● The request
Give the records back in full, exactly as they read.
--- begin Entries provided ---
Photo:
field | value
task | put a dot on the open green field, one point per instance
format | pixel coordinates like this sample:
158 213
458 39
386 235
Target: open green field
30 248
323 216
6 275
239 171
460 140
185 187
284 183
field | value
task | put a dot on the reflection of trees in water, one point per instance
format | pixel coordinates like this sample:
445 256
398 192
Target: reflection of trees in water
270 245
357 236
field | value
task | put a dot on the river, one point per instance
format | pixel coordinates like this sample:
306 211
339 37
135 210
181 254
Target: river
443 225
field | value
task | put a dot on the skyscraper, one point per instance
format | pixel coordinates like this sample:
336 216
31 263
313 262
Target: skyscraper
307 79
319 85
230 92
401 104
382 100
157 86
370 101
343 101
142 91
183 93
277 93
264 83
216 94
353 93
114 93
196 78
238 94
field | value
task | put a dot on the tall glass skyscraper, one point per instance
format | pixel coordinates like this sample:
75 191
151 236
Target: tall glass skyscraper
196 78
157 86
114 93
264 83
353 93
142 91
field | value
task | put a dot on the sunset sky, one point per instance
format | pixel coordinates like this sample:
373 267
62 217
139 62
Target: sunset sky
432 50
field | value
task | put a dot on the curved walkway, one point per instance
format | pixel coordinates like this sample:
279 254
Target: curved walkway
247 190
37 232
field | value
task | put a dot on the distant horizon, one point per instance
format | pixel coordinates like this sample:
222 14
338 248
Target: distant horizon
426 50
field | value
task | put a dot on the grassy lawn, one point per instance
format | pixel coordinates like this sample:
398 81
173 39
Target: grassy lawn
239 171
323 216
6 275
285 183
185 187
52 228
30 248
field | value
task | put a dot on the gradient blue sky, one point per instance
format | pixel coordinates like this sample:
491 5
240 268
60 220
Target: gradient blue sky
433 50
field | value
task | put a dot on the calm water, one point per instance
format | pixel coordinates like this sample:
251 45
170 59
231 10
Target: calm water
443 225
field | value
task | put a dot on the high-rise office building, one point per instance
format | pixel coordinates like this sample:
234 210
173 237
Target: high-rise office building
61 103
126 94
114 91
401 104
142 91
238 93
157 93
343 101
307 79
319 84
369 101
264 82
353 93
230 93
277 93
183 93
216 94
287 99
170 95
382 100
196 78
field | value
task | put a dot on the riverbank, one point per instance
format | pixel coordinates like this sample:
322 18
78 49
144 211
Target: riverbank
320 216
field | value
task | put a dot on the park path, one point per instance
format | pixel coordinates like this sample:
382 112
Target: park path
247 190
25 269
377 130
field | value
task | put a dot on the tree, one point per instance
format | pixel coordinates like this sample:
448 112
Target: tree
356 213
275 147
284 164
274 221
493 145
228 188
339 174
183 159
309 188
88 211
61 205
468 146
--- end Entries provided ---
● Exercise result
Photo:
field | value
task | put a dot on the open green field, one point per instance
format | pixel coordinates like this sample:
158 213
458 39
386 235
Target: open green field
30 248
323 216
6 275
239 171
460 140
185 187
284 183
field | value
task | put a dot on the reflection of trees in water, one point per instance
format | pixel coordinates like this sample:
445 256
398 192
Target: reflection of trees in water
270 245
357 236
field | value
task | put a dot on the river, one point per instance
format | pixel coordinates like this sample:
306 211
339 37
135 210
181 254
Target: river
443 225
field | value
task | put a dot on the skyscraper, one point per instance
format | pixel coordinates like this sample:
336 216
31 263
313 262
Target: skyscraper
307 79
319 85
230 92
401 104
382 100
157 86
370 101
343 101
142 91
183 93
277 93
264 83
216 94
353 93
114 93
196 78
238 94
field | value
task | put a dot on the tall glass skyscraper, one point per instance
format | pixel coordinates like this sample:
75 191
151 236
Target: tall glass skyscraper
196 78
157 86
114 93
264 83
353 93
142 91
field | value
task | put a dot on the sunset sky, one point per instance
format | pixel coordinates like this sample:
373 267
62 217
139 62
Target: sunset sky
432 50
field | value
task | put a dot on the curved walkway, one point per instance
format | pixel coordinates like this sample:
279 254
Target: curved walkway
247 190
37 232
field | value
task | put a dot on the distant horizon, one point per instance
format | pixel coordinates like this sample:
222 14
338 248
Target: distant horizon
426 50
field | value
task | put a dot on the grassy lawn, one point per instance
format | pixel coordinates like this sample:
398 81
173 39
Target: grassy lawn
239 171
323 216
6 275
285 183
185 187
52 228
30 248
field | value
task | put a dot on the gradient blue sky, one point per instance
format | pixel coordinates like this sample:
491 5
240 268
60 220
Target: gradient blue sky
433 50
field | value
task | put a dot on the calm water, one point per instance
format | pixel coordinates like this sample:
251 45
170 59
231 10
Target: calm water
443 225
field | value
task | put a dot on the high-rise office building, one point per instance
format | pixel coordinates like this sample:
234 210
173 237
Target: high-rise office building
61 103
126 94
114 91
401 104
142 91
238 93
157 93
343 101
307 79
319 84
369 101
264 82
353 93
230 93
277 93
183 93
216 94
287 99
170 95
382 100
196 78
field | value
task | put a dot on the riverbank, one point per instance
format | pixel coordinates like this sample:
322 18
78 49
144 211
Target: riverbank
320 216
field | value
task | put a dot on the park path, one point per instance
format | pixel coordinates like this sample:
382 112
Target: park path
247 190
25 269
377 130
field | value
task | put a dot on the tree, one point per instance
format | pixel coordinates like this sample:
448 112
Target: tree
356 213
275 147
284 164
274 221
493 145
228 188
339 174
183 159
309 188
88 211
61 205
468 146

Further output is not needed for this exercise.